Corona und der Zuagroaste
Der Fremde in Bayern ist den Einheimischen als solcher schon seit jeher ein wenig suspekt. Darum hat man für diese Gattung Mensch einen eigenen Begriff erfunden: der Zugereiste. Das klingt im Schriftdeutschen recht hübsch und harmlos, mit dem altbairischen Zungenschlag versehen wird daraus unvermittelt der Zuagroaste, dessen ua- beziehungsweise oalaute ihn unsympathischer machen.
Der Zuagroaste selbst tut das Seinige dazu, dass er in Bayern nur schwer Wurzeln schlagen kann. Das fängt schon damit an, dass er das Wort Zuagroaster nicht richtig aussprechen kann. Manche Preißn kleiden sich zudem in Lederhosen oder Dirndlgwand, um dann wie eine Karikatur auszusehen. Außerdem bestellt der Neubayer Brötchen statt Semmeln und führt die Maß Bier beidhändig zum Munde.

____________________

Bearbeite die Aufgaben →
1. Nenne alle Verhaltensweisen, mit denen der Zuagroaste laut Lesetext selbst dazu beiträgt, dass er in Bayern nur schwer Wurzeln schlagen kann.
2. Schreibe den Abschnitt des Lesetextes von „Corona und der“ bis „ihn unsympathischer machen.“ ab und ersetze dabei „Zugereiste“ durch „Hinzugezogene“.
3. Fasse den Lesetext in zwei Sätzen zusammen.

Eingabedaten →
____________________

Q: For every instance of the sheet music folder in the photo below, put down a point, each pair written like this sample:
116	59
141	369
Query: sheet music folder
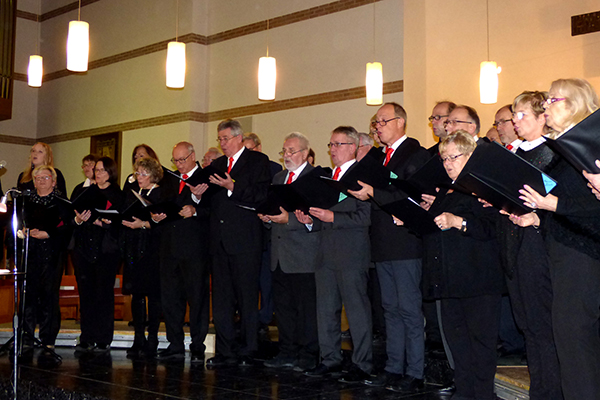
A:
496	175
580	145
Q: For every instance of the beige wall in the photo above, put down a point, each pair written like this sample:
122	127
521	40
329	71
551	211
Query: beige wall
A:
445	41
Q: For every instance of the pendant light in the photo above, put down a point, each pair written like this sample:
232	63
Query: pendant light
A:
176	59
35	70
374	76
78	44
267	74
488	72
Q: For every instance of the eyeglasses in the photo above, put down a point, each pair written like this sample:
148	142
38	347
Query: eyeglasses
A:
383	122
501	122
224	139
330	145
519	115
180	160
456	121
450	158
436	117
551	100
289	153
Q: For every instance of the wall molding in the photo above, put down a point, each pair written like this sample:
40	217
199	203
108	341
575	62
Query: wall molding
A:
194	116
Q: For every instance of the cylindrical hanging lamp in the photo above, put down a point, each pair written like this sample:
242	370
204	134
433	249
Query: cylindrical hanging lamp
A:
488	82
176	65
78	46
35	70
374	83
267	78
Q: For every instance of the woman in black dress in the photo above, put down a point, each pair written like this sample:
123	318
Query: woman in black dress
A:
47	218
139	245
572	236
96	260
461	266
525	259
40	154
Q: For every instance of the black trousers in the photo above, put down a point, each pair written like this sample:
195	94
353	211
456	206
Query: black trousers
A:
295	298
235	287
530	292
185	281
471	329
96	282
576	319
42	292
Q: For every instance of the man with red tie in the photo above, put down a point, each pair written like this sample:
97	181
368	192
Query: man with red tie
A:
236	245
183	263
342	273
397	255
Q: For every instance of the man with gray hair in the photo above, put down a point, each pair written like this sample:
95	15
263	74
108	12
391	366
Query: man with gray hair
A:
294	254
236	244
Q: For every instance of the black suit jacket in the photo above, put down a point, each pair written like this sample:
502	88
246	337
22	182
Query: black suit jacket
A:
388	241
238	229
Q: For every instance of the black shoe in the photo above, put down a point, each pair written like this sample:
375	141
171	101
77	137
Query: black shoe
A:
170	354
323	370
383	378
221	360
355	375
246	361
197	357
407	384
281	361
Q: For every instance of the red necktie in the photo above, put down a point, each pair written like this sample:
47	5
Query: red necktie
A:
290	176
182	182
336	173
388	155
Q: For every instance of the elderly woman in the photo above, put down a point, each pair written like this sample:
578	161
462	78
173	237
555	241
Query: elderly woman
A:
572	236
525	260
46	217
461	266
96	260
139	246
40	154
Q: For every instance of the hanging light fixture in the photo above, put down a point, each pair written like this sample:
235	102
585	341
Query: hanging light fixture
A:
78	44
267	74
176	59
35	70
488	72
374	77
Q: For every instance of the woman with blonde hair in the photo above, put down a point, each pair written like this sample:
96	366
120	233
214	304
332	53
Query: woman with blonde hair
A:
40	154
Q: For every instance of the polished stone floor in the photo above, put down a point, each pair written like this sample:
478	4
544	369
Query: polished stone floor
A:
114	376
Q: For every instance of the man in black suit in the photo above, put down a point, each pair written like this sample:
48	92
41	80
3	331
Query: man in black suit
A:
184	262
293	261
438	117
342	273
236	245
397	254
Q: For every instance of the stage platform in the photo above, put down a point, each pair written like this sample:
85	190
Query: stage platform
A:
114	376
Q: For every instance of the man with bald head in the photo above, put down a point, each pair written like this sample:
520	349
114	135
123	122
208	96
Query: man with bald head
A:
183	263
465	118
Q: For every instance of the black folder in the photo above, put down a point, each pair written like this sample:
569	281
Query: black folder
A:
415	218
580	145
430	176
496	175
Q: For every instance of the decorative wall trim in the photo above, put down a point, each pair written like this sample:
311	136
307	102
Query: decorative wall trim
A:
299	16
237	112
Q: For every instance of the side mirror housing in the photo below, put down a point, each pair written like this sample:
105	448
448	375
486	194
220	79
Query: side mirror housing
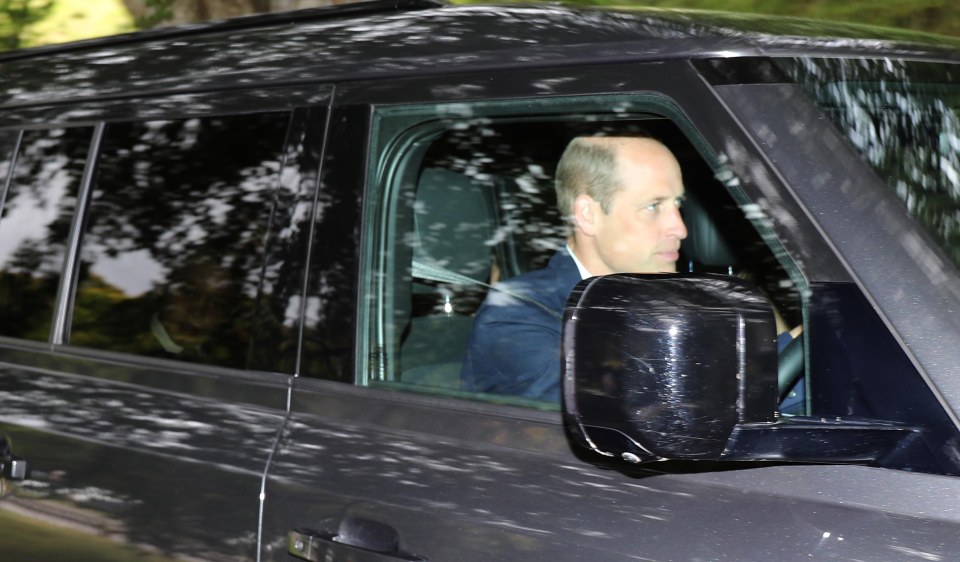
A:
684	367
666	366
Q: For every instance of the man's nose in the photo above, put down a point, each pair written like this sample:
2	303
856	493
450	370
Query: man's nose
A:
676	227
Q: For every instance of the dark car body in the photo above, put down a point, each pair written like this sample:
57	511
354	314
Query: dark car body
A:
216	344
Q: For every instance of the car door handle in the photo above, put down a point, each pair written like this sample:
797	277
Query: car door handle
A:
362	540
11	467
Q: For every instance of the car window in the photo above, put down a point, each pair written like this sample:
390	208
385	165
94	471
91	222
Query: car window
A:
465	201
904	118
34	228
186	245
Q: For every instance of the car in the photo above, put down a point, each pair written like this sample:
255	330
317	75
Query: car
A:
240	261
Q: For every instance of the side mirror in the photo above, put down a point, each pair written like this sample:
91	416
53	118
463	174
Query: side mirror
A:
684	367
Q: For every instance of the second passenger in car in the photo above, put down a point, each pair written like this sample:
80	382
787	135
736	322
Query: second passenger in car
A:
621	196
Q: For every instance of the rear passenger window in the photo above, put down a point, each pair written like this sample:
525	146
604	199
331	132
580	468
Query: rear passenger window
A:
466	203
186	248
38	210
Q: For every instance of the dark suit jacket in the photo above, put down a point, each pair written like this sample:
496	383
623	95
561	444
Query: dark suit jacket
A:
514	347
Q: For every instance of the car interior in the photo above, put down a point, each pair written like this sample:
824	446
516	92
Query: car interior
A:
475	205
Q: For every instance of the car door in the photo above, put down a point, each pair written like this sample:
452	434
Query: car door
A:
152	266
391	458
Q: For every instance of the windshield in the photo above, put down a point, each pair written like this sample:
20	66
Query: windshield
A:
904	117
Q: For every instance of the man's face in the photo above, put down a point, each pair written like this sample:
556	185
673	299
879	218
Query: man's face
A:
643	230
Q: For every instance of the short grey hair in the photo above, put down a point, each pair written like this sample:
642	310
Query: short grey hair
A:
588	166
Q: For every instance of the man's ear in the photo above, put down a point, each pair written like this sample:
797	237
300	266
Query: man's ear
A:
585	209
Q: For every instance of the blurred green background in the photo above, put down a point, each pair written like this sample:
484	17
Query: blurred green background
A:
26	23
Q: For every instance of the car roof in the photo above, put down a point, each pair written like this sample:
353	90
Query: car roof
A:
394	38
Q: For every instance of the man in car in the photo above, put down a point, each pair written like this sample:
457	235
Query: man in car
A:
621	196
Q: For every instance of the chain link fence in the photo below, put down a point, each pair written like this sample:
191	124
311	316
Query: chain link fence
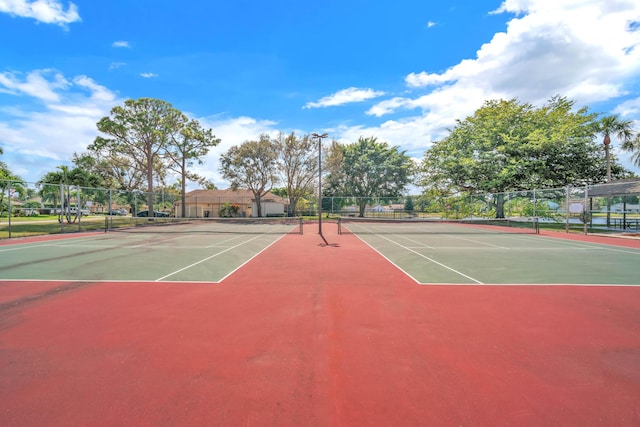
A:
38	208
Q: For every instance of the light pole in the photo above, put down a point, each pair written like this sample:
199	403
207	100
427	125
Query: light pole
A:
319	138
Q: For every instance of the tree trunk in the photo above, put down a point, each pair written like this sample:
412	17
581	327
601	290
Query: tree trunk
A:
500	205
183	214
150	210
258	200
362	206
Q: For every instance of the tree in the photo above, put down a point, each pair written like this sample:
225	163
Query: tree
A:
633	146
368	169
298	162
508	146
408	204
185	148
65	178
7	181
622	129
252	165
140	131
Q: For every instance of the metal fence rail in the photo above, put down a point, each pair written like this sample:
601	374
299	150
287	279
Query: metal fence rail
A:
41	208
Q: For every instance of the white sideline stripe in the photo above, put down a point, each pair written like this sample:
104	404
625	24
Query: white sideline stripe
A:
420	255
432	260
475	241
391	262
197	282
207	258
244	263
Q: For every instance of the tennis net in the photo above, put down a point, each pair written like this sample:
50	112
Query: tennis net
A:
268	225
356	225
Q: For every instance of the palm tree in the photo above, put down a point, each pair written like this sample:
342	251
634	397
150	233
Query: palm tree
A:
633	146
613	125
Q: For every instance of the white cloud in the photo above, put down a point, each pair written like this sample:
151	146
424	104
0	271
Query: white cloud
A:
120	43
46	11
231	131
583	49
345	96
116	65
586	50
41	84
52	118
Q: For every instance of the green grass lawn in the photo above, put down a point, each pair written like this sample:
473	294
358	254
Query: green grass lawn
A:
46	224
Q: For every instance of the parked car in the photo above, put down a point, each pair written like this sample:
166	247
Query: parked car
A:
156	214
118	212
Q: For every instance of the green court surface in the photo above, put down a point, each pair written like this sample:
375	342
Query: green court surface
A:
481	256
428	253
144	256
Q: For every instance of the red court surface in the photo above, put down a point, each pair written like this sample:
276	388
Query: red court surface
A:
309	334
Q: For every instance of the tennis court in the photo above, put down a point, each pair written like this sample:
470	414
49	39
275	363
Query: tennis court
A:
494	252
135	249
178	324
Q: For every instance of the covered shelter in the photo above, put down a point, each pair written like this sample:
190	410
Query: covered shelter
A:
231	203
627	213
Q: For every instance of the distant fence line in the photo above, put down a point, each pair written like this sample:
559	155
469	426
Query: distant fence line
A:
42	208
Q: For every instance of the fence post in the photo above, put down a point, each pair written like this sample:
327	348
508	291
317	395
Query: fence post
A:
586	209
9	207
79	208
566	214
62	208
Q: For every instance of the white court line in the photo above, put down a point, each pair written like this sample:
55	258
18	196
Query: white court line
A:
420	255
207	258
475	241
422	245
244	263
432	260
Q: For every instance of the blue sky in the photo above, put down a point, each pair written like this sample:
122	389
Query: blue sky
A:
402	71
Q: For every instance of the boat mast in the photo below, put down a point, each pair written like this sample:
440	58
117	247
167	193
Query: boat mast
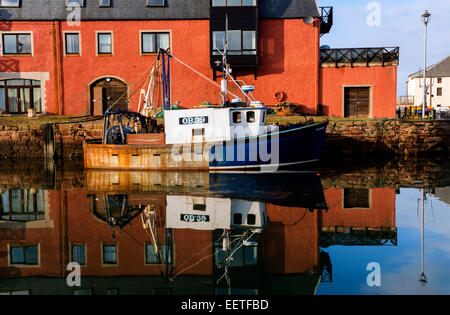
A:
225	65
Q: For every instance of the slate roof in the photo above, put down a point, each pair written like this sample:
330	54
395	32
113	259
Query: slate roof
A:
137	10
441	69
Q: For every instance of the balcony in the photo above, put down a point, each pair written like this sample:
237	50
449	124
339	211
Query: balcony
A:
326	20
359	56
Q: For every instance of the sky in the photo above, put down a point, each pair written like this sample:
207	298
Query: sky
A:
400	25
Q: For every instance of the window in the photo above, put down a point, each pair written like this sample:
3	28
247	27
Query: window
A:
250	117
199	207
24	255
251	219
104	43
157	257
74	3
105	3
72	43
151	42
233	3
18	95
110	254
356	198
17	44
155	3
22	205
237	117
79	254
237	218
9	3
239	42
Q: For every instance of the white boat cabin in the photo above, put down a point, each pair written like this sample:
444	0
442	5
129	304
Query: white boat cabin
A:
213	124
205	213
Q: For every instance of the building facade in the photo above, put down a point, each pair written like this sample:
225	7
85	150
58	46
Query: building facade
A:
80	57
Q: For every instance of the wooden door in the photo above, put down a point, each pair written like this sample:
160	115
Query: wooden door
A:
357	102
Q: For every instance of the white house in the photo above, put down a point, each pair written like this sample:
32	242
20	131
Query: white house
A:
438	83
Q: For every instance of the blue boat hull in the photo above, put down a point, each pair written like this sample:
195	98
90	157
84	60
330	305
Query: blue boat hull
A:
295	145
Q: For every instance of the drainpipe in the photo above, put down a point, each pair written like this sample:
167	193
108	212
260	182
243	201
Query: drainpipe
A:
57	62
318	93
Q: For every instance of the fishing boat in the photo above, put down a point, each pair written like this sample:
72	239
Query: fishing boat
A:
233	136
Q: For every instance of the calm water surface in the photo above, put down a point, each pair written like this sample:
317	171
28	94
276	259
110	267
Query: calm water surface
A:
312	231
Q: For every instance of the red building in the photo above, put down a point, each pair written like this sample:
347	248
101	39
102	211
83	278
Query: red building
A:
52	63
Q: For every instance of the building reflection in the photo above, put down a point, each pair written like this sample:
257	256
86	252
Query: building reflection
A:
182	234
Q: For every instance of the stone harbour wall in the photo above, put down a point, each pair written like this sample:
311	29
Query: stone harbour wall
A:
368	139
27	142
348	140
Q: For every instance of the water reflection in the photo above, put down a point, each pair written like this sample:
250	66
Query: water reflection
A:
189	233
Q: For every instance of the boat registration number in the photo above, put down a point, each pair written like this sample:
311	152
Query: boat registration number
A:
194	120
194	218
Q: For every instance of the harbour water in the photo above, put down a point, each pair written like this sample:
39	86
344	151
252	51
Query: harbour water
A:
328	229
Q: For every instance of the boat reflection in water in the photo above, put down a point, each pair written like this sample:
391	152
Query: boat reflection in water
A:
182	233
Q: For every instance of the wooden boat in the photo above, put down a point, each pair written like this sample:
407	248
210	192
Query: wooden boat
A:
232	137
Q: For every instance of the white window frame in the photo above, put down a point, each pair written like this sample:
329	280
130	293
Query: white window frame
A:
17	32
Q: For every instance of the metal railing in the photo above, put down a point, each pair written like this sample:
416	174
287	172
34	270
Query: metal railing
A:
366	56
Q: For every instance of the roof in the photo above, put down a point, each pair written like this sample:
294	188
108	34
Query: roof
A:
441	69
137	10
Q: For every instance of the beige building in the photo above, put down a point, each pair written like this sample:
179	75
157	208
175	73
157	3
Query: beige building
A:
438	84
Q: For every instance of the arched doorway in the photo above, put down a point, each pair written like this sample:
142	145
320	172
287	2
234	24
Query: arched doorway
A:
106	92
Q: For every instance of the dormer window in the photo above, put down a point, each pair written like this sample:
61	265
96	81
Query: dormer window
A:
9	3
74	3
155	3
233	3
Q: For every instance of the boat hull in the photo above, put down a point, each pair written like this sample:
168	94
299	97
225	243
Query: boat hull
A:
298	145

____________________

Lösungen →
1.
- Er kann das Wort Zuagroaster nicht richtig aussprechen.
- Manche Preißn kleiden sich in Lederhosen oder Dirndlgwand und sehen dann wie eine Karikatur aus.
- Er bestellt Brötchen statt Semmeln.
- Er führt die Maß Bier beidhändig zum Munde.

2.
Corona und der Zuagroaste
Der Fremde in Bayern ist den Einheimischen als solcher schon seit jeher ein wenig suspekt. Darum hat man für diese Gattung Mensch einen eigenen Begriff erfunden: der Hinzugezogene. Das klingt im Schriftdeutschen recht hübsch und harmlos, mit dem altbairischen Zungenschlag versehen wird daraus unvermittelt der Zuagroaste, dessen ua- beziehungsweise oalaute ihn unsympathischer machen.

3. Der Fremde in Bayern, schriftdeutsch der Zugereiste und bairisch der Zuagroaste, ist den Einheimischen seit jeher ein wenig suspekt, wobei ihn die bairischen Laute unsympathischer machen. Er trägt selbst dazu bei, dass er schwer Wurzeln schlägt, weil er etwa das Wort nicht richtig aussprechen kann, sich in Tracht wie eine Karikatur kleidet, Brötchen statt Semmeln bestellt und die Maß Bier beidhändig zum Munde führt.